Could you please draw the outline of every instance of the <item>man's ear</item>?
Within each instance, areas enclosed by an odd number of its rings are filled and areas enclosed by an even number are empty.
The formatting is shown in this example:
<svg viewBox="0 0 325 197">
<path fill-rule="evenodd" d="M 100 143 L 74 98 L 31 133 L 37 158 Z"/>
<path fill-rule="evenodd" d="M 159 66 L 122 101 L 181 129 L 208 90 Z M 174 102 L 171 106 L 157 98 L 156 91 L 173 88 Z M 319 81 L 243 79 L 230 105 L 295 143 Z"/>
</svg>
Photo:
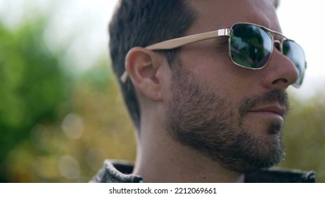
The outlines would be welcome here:
<svg viewBox="0 0 325 197">
<path fill-rule="evenodd" d="M 161 79 L 157 76 L 160 64 L 158 54 L 138 46 L 132 48 L 125 59 L 125 69 L 136 89 L 154 101 L 162 99 Z"/>
</svg>

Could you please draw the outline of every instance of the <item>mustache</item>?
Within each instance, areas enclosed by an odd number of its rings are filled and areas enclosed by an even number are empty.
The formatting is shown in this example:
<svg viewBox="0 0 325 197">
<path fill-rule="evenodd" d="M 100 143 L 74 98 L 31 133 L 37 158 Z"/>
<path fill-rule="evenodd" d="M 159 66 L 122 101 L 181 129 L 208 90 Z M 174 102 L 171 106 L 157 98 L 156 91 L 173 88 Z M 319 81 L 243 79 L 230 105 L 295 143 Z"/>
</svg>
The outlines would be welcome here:
<svg viewBox="0 0 325 197">
<path fill-rule="evenodd" d="M 289 109 L 289 101 L 286 91 L 279 89 L 274 89 L 260 96 L 248 98 L 245 99 L 239 108 L 239 114 L 242 117 L 249 109 L 256 106 L 274 103 L 286 106 L 286 113 Z"/>
</svg>

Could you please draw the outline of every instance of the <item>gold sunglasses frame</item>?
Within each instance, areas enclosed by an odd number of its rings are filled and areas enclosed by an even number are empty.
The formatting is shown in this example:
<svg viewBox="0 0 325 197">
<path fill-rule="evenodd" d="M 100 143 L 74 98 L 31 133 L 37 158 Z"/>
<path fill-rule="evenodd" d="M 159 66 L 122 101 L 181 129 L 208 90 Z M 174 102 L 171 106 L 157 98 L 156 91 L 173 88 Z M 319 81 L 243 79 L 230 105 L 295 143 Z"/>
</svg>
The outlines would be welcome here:
<svg viewBox="0 0 325 197">
<path fill-rule="evenodd" d="M 248 68 L 248 67 L 246 67 L 246 66 L 241 65 L 236 63 L 231 58 L 231 47 L 230 47 L 230 39 L 231 39 L 231 37 L 232 35 L 232 30 L 233 30 L 232 28 L 236 25 L 241 25 L 241 24 L 254 25 L 254 26 L 256 26 L 257 27 L 260 27 L 260 28 L 264 30 L 267 33 L 268 33 L 270 35 L 271 39 L 272 40 L 272 42 L 274 43 L 274 44 L 272 44 L 272 46 L 271 53 L 269 54 L 269 59 L 265 63 L 265 64 L 263 66 L 260 67 L 260 68 Z M 282 37 L 283 38 L 282 39 L 282 40 L 281 42 L 279 40 L 275 40 L 272 33 L 278 34 L 278 35 L 279 35 L 279 36 L 281 36 L 281 37 Z M 229 39 L 228 41 L 228 44 L 229 45 L 229 58 L 231 60 L 231 61 L 234 64 L 236 64 L 237 65 L 239 65 L 240 67 L 247 68 L 247 69 L 250 69 L 250 70 L 262 69 L 269 63 L 269 59 L 271 58 L 271 56 L 272 56 L 272 55 L 273 53 L 273 49 L 274 49 L 274 46 L 275 43 L 279 44 L 279 50 L 283 53 L 282 44 L 283 44 L 283 42 L 286 41 L 286 40 L 291 40 L 291 41 L 294 42 L 293 40 L 287 39 L 287 37 L 285 37 L 281 33 L 280 33 L 279 32 L 276 32 L 276 31 L 274 31 L 274 30 L 272 30 L 271 29 L 269 29 L 269 28 L 265 27 L 262 26 L 262 25 L 259 25 L 254 24 L 254 23 L 234 23 L 234 25 L 232 25 L 231 27 L 230 27 L 230 29 L 220 29 L 220 30 L 215 30 L 215 31 L 211 31 L 211 32 L 204 32 L 204 33 L 200 33 L 200 34 L 193 34 L 193 35 L 185 36 L 185 37 L 182 37 L 168 39 L 168 40 L 166 40 L 166 41 L 162 41 L 162 42 L 158 42 L 158 43 L 149 45 L 148 46 L 146 46 L 145 49 L 148 49 L 148 50 L 152 50 L 152 51 L 155 51 L 155 50 L 170 50 L 170 49 L 174 49 L 182 46 L 186 45 L 186 44 L 191 44 L 191 43 L 193 43 L 193 42 L 199 42 L 199 41 L 203 41 L 203 40 L 213 39 L 213 38 L 217 38 L 218 37 L 222 37 L 222 36 L 228 36 L 228 37 L 229 37 Z M 302 49 L 302 51 L 303 51 L 303 49 Z M 305 69 L 306 68 L 307 68 L 307 66 L 306 66 L 306 63 L 305 63 Z M 123 74 L 121 75 L 121 77 L 120 77 L 120 80 L 121 80 L 121 82 L 122 83 L 125 83 L 127 82 L 127 77 L 128 77 L 127 71 L 125 70 L 123 72 Z M 296 87 L 300 87 L 300 85 L 295 84 L 293 84 L 293 85 Z"/>
</svg>

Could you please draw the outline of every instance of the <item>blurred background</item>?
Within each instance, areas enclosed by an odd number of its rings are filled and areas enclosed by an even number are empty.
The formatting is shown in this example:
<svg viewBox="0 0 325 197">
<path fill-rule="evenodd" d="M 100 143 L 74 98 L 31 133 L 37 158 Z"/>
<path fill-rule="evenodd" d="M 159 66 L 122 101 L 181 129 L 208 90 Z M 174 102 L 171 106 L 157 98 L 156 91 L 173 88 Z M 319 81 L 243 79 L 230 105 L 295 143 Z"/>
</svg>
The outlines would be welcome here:
<svg viewBox="0 0 325 197">
<path fill-rule="evenodd" d="M 87 182 L 106 158 L 134 160 L 107 47 L 116 1 L 0 0 L 0 182 Z M 279 166 L 325 182 L 321 2 L 286 0 L 278 10 L 308 60 L 302 87 L 289 88 Z"/>
</svg>

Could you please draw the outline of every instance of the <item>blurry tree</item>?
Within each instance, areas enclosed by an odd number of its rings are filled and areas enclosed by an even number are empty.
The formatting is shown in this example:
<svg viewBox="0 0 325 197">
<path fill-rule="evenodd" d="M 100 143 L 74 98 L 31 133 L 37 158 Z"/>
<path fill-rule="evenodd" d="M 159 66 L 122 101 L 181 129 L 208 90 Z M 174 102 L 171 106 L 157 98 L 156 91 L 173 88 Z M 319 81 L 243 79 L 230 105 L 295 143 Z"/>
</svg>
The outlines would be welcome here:
<svg viewBox="0 0 325 197">
<path fill-rule="evenodd" d="M 291 101 L 283 136 L 286 155 L 280 166 L 314 170 L 317 181 L 325 182 L 325 94 Z"/>
<path fill-rule="evenodd" d="M 0 182 L 8 180 L 9 151 L 29 139 L 35 122 L 57 120 L 68 92 L 58 56 L 43 41 L 44 24 L 10 30 L 0 23 Z"/>
</svg>

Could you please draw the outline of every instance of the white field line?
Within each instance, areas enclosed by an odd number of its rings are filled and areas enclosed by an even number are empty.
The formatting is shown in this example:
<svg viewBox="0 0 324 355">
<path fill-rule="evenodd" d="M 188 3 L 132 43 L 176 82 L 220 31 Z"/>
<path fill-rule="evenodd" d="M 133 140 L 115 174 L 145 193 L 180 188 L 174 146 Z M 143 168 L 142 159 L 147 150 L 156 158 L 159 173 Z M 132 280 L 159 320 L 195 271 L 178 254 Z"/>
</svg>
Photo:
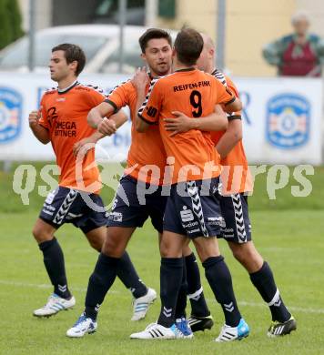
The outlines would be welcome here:
<svg viewBox="0 0 324 355">
<path fill-rule="evenodd" d="M 53 286 L 50 284 L 34 284 L 34 283 L 25 283 L 25 282 L 16 282 L 16 281 L 7 281 L 0 279 L 0 285 L 13 286 L 13 287 L 22 287 L 22 288 L 31 288 L 31 289 L 53 289 Z M 71 289 L 80 292 L 86 292 L 86 288 L 81 287 L 71 287 Z M 120 291 L 110 290 L 108 293 L 111 294 L 120 294 Z M 207 299 L 208 302 L 215 302 L 214 299 Z M 265 303 L 262 302 L 248 302 L 241 300 L 238 302 L 239 306 L 246 307 L 267 307 Z M 301 313 L 315 313 L 315 314 L 324 314 L 324 309 L 310 309 L 303 307 L 289 306 L 289 309 L 296 312 Z"/>
</svg>

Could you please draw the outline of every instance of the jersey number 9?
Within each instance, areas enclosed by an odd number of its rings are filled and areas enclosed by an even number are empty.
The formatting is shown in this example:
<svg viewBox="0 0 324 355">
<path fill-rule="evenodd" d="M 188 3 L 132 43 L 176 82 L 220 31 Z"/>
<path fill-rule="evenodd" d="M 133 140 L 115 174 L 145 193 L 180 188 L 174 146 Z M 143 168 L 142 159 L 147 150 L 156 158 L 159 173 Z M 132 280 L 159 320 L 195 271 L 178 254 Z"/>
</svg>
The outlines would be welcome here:
<svg viewBox="0 0 324 355">
<path fill-rule="evenodd" d="M 194 117 L 200 117 L 202 114 L 202 106 L 201 106 L 201 94 L 199 91 L 193 90 L 190 94 L 190 104 L 196 108 L 192 111 L 192 116 Z"/>
</svg>

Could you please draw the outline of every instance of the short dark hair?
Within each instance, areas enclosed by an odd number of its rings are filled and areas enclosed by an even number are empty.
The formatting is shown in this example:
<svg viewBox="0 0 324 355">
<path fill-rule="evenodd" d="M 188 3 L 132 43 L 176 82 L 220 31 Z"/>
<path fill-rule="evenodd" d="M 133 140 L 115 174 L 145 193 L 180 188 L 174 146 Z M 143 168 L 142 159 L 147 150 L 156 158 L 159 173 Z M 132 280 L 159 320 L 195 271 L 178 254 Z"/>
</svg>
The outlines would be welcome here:
<svg viewBox="0 0 324 355">
<path fill-rule="evenodd" d="M 142 53 L 145 53 L 149 40 L 159 38 L 167 39 L 167 43 L 172 46 L 172 38 L 168 32 L 160 28 L 148 28 L 138 39 Z"/>
<path fill-rule="evenodd" d="M 193 28 L 184 28 L 177 36 L 175 49 L 178 60 L 187 65 L 193 66 L 200 56 L 204 46 L 204 40 L 199 32 Z"/>
<path fill-rule="evenodd" d="M 63 43 L 62 45 L 56 46 L 52 48 L 52 53 L 56 51 L 63 51 L 66 63 L 70 64 L 75 60 L 77 62 L 76 70 L 76 76 L 77 76 L 86 66 L 86 55 L 85 52 L 76 45 L 71 45 L 70 43 Z"/>
</svg>

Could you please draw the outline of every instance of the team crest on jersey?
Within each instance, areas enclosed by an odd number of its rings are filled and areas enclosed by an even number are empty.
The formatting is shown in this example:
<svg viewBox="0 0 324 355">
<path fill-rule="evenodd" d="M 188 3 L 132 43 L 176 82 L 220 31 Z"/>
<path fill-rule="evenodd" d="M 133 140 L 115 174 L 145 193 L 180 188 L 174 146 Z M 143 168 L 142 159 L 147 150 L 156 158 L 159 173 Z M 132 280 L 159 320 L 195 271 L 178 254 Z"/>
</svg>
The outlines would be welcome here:
<svg viewBox="0 0 324 355">
<path fill-rule="evenodd" d="M 304 96 L 277 95 L 267 106 L 267 140 L 283 149 L 300 147 L 309 138 L 309 122 L 310 104 Z"/>
<path fill-rule="evenodd" d="M 0 86 L 0 143 L 15 139 L 21 130 L 23 99 L 9 87 Z"/>
</svg>

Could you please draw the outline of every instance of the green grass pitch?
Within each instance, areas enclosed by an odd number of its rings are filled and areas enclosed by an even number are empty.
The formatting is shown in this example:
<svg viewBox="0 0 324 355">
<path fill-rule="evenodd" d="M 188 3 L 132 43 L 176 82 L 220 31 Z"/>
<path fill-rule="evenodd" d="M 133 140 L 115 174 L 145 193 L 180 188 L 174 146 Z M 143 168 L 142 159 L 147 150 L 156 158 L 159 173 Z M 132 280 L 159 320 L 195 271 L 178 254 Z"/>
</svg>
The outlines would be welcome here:
<svg viewBox="0 0 324 355">
<path fill-rule="evenodd" d="M 323 168 L 317 168 L 311 177 L 313 191 L 308 198 L 291 198 L 290 188 L 287 187 L 278 192 L 277 200 L 268 201 L 265 178 L 259 177 L 249 199 L 255 244 L 275 273 L 284 300 L 298 320 L 298 330 L 281 339 L 267 338 L 269 312 L 247 272 L 233 259 L 226 242 L 220 241 L 241 312 L 251 328 L 248 339 L 227 344 L 212 341 L 223 323 L 223 315 L 204 276 L 205 294 L 216 324 L 211 331 L 196 333 L 192 340 L 130 340 L 130 333 L 142 330 L 157 320 L 159 300 L 145 320 L 131 322 L 131 295 L 119 280 L 101 307 L 97 332 L 84 339 L 66 338 L 66 330 L 83 310 L 87 279 L 97 258 L 82 233 L 68 225 L 56 237 L 65 252 L 76 306 L 50 319 L 34 318 L 33 309 L 42 306 L 52 291 L 31 236 L 44 198 L 34 193 L 31 205 L 22 206 L 12 191 L 12 177 L 13 171 L 0 173 L 0 354 L 324 353 Z M 157 234 L 150 223 L 136 232 L 128 250 L 142 279 L 158 290 L 159 255 Z"/>
</svg>

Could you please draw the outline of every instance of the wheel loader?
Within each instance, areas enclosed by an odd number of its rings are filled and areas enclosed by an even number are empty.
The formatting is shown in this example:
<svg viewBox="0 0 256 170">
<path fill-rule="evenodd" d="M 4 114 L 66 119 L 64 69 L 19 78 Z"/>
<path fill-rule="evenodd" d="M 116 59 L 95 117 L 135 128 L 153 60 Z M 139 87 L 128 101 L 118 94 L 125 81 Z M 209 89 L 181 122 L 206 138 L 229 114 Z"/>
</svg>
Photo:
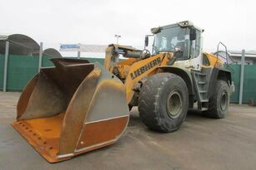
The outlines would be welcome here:
<svg viewBox="0 0 256 170">
<path fill-rule="evenodd" d="M 218 57 L 202 52 L 203 30 L 185 21 L 151 29 L 153 50 L 109 45 L 104 65 L 55 58 L 23 90 L 14 129 L 49 163 L 114 143 L 138 106 L 152 130 L 179 129 L 188 109 L 222 119 L 233 90 Z M 195 104 L 196 105 L 196 104 Z"/>
</svg>

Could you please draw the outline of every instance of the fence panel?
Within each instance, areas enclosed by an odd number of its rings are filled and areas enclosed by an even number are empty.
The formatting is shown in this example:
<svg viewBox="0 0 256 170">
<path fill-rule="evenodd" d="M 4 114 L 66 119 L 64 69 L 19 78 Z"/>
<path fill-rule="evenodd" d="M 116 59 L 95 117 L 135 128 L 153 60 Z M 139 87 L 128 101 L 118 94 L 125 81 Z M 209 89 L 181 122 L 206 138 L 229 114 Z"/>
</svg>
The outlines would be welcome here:
<svg viewBox="0 0 256 170">
<path fill-rule="evenodd" d="M 0 90 L 3 88 L 4 55 L 0 54 Z"/>
<path fill-rule="evenodd" d="M 22 90 L 38 72 L 38 56 L 10 55 L 8 58 L 7 90 Z"/>
<path fill-rule="evenodd" d="M 244 66 L 243 103 L 256 101 L 256 66 Z"/>
</svg>

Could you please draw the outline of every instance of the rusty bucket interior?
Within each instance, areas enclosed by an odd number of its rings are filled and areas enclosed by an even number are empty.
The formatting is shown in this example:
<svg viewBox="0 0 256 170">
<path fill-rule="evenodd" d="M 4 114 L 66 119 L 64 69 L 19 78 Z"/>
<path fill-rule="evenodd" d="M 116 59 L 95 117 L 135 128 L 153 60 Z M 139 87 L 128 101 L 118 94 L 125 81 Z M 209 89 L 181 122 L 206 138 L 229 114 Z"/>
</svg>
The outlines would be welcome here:
<svg viewBox="0 0 256 170">
<path fill-rule="evenodd" d="M 49 163 L 114 143 L 128 122 L 122 81 L 98 63 L 52 61 L 23 90 L 14 129 Z"/>
</svg>

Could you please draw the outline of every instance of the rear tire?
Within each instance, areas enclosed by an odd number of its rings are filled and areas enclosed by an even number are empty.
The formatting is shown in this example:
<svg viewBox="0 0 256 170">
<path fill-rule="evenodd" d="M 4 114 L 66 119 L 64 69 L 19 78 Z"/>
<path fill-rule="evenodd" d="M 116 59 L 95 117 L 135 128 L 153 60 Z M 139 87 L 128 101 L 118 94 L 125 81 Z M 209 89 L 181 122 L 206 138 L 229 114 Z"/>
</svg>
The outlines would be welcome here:
<svg viewBox="0 0 256 170">
<path fill-rule="evenodd" d="M 143 84 L 138 98 L 142 121 L 149 129 L 173 132 L 184 121 L 188 91 L 183 80 L 172 73 L 158 73 Z"/>
<path fill-rule="evenodd" d="M 225 118 L 229 104 L 229 89 L 226 81 L 217 80 L 217 85 L 213 95 L 210 98 L 208 109 L 203 114 L 207 117 L 214 119 Z"/>
</svg>

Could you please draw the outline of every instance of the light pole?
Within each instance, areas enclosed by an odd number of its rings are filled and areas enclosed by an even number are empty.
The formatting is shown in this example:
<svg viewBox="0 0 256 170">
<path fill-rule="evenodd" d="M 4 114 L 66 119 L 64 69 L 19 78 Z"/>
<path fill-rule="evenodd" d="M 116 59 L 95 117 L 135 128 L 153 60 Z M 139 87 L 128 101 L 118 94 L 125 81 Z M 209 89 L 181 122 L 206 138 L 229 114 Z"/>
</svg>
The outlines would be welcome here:
<svg viewBox="0 0 256 170">
<path fill-rule="evenodd" d="M 118 44 L 118 39 L 121 38 L 120 35 L 116 34 L 115 38 L 117 38 L 117 44 Z"/>
</svg>

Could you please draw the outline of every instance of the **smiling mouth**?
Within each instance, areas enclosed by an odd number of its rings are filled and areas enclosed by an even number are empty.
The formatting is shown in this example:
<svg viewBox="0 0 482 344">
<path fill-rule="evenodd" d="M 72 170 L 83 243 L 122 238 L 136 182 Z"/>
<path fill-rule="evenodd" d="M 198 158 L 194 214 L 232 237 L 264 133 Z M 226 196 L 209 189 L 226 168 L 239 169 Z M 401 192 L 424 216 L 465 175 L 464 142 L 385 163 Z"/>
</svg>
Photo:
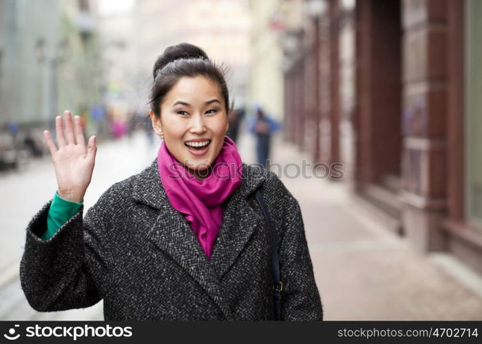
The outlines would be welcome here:
<svg viewBox="0 0 482 344">
<path fill-rule="evenodd" d="M 185 142 L 184 145 L 186 146 L 189 150 L 200 151 L 209 147 L 210 144 L 211 140 L 206 140 L 205 141 L 200 142 Z"/>
</svg>

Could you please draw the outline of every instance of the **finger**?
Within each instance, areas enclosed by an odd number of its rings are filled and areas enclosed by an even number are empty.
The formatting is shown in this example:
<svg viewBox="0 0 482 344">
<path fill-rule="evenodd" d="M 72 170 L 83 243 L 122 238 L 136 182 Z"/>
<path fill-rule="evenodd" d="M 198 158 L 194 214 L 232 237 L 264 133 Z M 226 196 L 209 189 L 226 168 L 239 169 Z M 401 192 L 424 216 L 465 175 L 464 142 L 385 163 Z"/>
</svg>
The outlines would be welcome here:
<svg viewBox="0 0 482 344">
<path fill-rule="evenodd" d="M 48 149 L 50 151 L 50 154 L 53 156 L 54 154 L 57 152 L 57 148 L 55 147 L 54 140 L 52 140 L 50 133 L 48 132 L 48 130 L 45 130 L 43 131 L 43 136 L 45 136 L 45 140 L 47 141 L 47 146 L 48 147 Z"/>
<path fill-rule="evenodd" d="M 84 130 L 81 122 L 81 116 L 74 116 L 74 122 L 75 122 L 75 138 L 77 140 L 77 144 L 85 147 L 85 139 L 84 138 Z"/>
<path fill-rule="evenodd" d="M 97 151 L 97 145 L 96 144 L 96 137 L 91 136 L 89 139 L 87 147 L 87 159 L 95 159 L 96 152 Z"/>
<path fill-rule="evenodd" d="M 74 125 L 72 125 L 72 114 L 70 111 L 63 113 L 65 118 L 65 136 L 67 136 L 67 144 L 75 144 L 75 136 L 74 135 Z"/>
<path fill-rule="evenodd" d="M 57 138 L 57 144 L 60 149 L 65 145 L 65 139 L 63 137 L 63 122 L 62 117 L 58 116 L 55 118 L 55 136 Z"/>
</svg>

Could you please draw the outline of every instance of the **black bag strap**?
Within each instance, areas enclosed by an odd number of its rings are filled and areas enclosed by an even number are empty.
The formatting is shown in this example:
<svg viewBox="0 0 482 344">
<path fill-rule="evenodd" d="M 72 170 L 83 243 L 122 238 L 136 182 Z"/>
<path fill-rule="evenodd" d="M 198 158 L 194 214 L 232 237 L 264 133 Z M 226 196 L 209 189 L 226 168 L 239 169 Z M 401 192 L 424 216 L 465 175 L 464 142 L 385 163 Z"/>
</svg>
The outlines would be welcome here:
<svg viewBox="0 0 482 344">
<path fill-rule="evenodd" d="M 283 283 L 280 280 L 280 259 L 278 257 L 277 245 L 276 244 L 276 233 L 273 226 L 271 217 L 268 212 L 268 207 L 264 203 L 262 195 L 259 190 L 255 194 L 256 201 L 260 204 L 261 210 L 264 215 L 268 228 L 269 230 L 269 237 L 271 241 L 271 276 L 273 277 L 273 301 L 275 310 L 275 318 L 276 320 L 281 320 L 281 291 L 283 290 Z"/>
</svg>

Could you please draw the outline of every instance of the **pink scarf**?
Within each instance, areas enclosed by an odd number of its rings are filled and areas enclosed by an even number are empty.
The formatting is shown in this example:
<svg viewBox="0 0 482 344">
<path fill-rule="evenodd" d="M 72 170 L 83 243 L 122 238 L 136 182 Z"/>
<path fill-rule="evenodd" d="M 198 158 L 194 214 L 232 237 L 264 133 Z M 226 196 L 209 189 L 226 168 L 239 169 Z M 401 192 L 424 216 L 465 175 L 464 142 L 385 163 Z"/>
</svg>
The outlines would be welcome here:
<svg viewBox="0 0 482 344">
<path fill-rule="evenodd" d="M 197 179 L 176 160 L 164 141 L 157 161 L 169 203 L 184 214 L 209 259 L 222 221 L 222 202 L 241 184 L 242 164 L 236 145 L 224 137 L 221 151 L 204 180 Z"/>
</svg>

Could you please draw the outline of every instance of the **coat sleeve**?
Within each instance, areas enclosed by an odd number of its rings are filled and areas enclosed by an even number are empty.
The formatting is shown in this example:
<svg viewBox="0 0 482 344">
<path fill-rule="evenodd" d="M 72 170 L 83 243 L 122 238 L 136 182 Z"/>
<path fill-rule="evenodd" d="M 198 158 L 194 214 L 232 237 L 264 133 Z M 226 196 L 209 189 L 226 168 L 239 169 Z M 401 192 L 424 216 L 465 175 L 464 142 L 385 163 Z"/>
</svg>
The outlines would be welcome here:
<svg viewBox="0 0 482 344">
<path fill-rule="evenodd" d="M 304 225 L 298 202 L 277 177 L 275 189 L 282 197 L 280 244 L 282 320 L 323 320 L 323 310 L 315 281 Z"/>
<path fill-rule="evenodd" d="M 107 240 L 107 193 L 84 219 L 82 205 L 48 240 L 40 236 L 47 228 L 52 200 L 28 224 L 20 280 L 34 310 L 51 312 L 90 307 L 108 292 L 112 259 Z"/>
</svg>

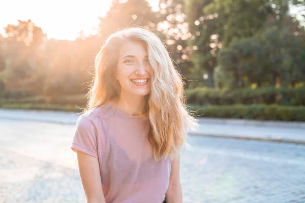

○ ○ ○ ○ ○ ○ ○

DO THIS: Reproduce the data starting at the line containing "the **coat sleeve**?" and ending at the line containing "304 225 L 298", swapping "formatting" for "layout" and leaving everything else unchanged.

RESPONSE TO THIS EXERCISE:
Could you please draw the outline of every instance of the **coat sleeve**?
Within each instance, areas enclosed by an odd number of its rings are filled and areas enclosed by an even number are empty.
The layout is shown in this example:
<svg viewBox="0 0 482 344">
<path fill-rule="evenodd" d="M 72 170 L 83 243 L 122 238 L 136 182 Z"/>
<path fill-rule="evenodd" d="M 198 158 L 194 214 L 232 237 L 264 133 Z M 226 196 L 209 189 L 226 168 L 239 169 Z M 401 192 L 424 216 L 465 175 L 464 142 L 385 163 Z"/>
</svg>
The outlines would be welcome here:
<svg viewBox="0 0 482 344">
<path fill-rule="evenodd" d="M 304 225 L 298 202 L 277 177 L 275 189 L 282 197 L 280 244 L 282 320 L 323 320 L 323 310 L 315 281 Z"/>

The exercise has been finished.